## Tasks
(a) Answer these from the article on Federal Reserve independence below, one line each:
(i) Until what year did Biden confirm Powell for a second term?
(ii) How many pages long was the summary document listing the proposals from Trump's allies?
(iii) Through which law did Congress take steps to insulate the Federal Reserve from political interference?
(b) Translate this sentence from the article on Federal Reserve independence below into Spanish: "When he was in the White House, Trump asked for rate cuts."

## Source passage

----------------------------------------

After allies of the ex-president produced a 10-page plan to weaken the central bank, the Council of Economic Advisers issued a statement warning of the dangers of political interference

Joe Biden y Jerome Powell
Federal Reserve chair Jerome Powell (left) and U.S. President Joe Biden at a 2022 meeting at the White House.Evan Vucci (AP)
Miguel Jiménez

The future of U.S. monetary policy also depends on the result of the presidential elections on November 5. During his presidency, Donald Trump showed little respect for the independence of the Federal Reserve and criticized its chair, Jerome Powell, who he himself appointed. President Joe Biden later confirmed Powell for a second term until 2026. Now, Trump has not only said that he will not support Powell for a new term, but advisors in his campaign orbit are considering more drastic proposals. In the face of these threats, the White House has come out in defense of the central bank’s independence through its Council of Economic Advisers (CEA).

A few days ago, the CEA published a post that could almost be seen as an academic article if it were not for its timing. “The Biden-Harris administration has consistently elevated the importance of an independent central bank. Given that this issue has come up in various settings, CEA thought this was a good moment to explain what central bank independence (CBI) is and why it is so important,” the note begins.

One of those “various settings” is Trump’s insistence on questioning Powell. When he was in the White House, Trump asked for rate cuts. Now, he has groundlessly argued that if Powell lowers rates (which is unlikely to happen in the short term), he would be doing so to help Biden’s re-election. In addition to Trump’s public comments, The Wall Street Journal revealed a few weeks ago that the former president’s allies were studying proposals that would erode the independence of the central bank and that they had listed these ideas in a 10-page summary document.

To begin with, although Powell’s term should be respected until its conclusion in 2026, the document argues that Trump could appoint a new chair of the Federal Reserve if he was elected president. According to this controversial thesis, Powell only needs to remain on the Fed’s board of governors.

The group working on the proposals is made up of former Trump administration officials and other allies of the former president, but does not play a formal role in his campaign. In addition to proposing that Powell could be cast out before his term ends, the document contends that Trump should be consulted on decisions on interest rates and recommends subjecting the regulations to be approved by the Federal Reserve to the review of the White House and the Treasury. This could affect the financial sector.

Biden has made it clear that he respects the independence of the central bank, even though both inflation and high interest rates have eroded his popularity. In a May 2022 article in The Wall Street Journal, he wrote: “My predecessor demeaned the Fed, and past presidents have sought to influence its decisions inappropriately during periods of elevated inflation. I won’t do this.” And then he delivered that same message to Powell in person. Current Treasury Secretary Janet Yellen was Powell’s predecessor as Fed chair, and National Economic Council Chair Lael Brainard was vice chair.

In its recent release, the White House insists that a central bank’s ability to conduct monetary policy without political interference is a critical component of its ability to control inflation, citing research, theory and history. This is the case in almost all advanced economies and many developing countries. In the United States, Congress formally established the Federal Reserve’s dual mandate of ensuring full employment and price stability and took steps to insulate it from political interference through the Federal Reserve Reform Act of 1977.

----------------------------------------

## Collected material
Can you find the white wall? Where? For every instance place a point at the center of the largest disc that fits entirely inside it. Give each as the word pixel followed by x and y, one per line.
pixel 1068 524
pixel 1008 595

----------------------------------------

## Answers per task
(a)
(i) 2026
(ii) 10 pages
(iii) The Federal Reserve Reform Act of 1977

(b) Cuando estaba en la Casa Blanca, Trump pidió recortes de las tasas de interés.